*RECORDS PROVIDED:*
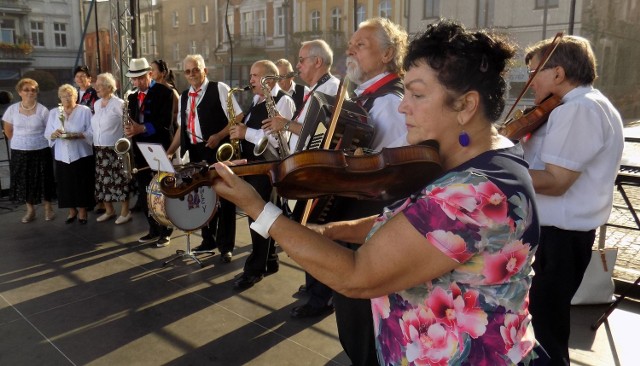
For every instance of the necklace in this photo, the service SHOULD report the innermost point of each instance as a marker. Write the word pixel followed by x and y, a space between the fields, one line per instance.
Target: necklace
pixel 28 109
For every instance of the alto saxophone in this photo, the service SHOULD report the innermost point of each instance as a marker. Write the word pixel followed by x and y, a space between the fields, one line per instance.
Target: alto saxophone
pixel 231 150
pixel 122 147
pixel 283 145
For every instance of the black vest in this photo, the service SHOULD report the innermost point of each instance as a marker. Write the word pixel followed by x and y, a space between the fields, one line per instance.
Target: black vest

*WRITTEN TASK:* Please turn all the rows above into a numbered list, leaving out blank lines and the pictures.

*RESPONSE:*
1. For every instance of the necklace in this photo, the service SHOULD report the innermost point of each instance as a marker. Write the word pixel followed by x and y, a space between the fields, one line per instance.
2. Target: necklace
3. pixel 28 109
4. For every instance of the alto saxophone in this photo, the service SHOULD report the innermost point of each instance as a marker. Write the word pixel followed by x and y, a space between the fields, one line per instance.
5. Target: alto saxophone
6. pixel 231 150
7. pixel 122 147
8. pixel 283 145
9. For every instance of the black vest in this photo, the service SHOULD report the innermost point of each instance as a marker. Write the word pixel followed by x and y, a space between the fields, one line per instance.
10. Target: black vest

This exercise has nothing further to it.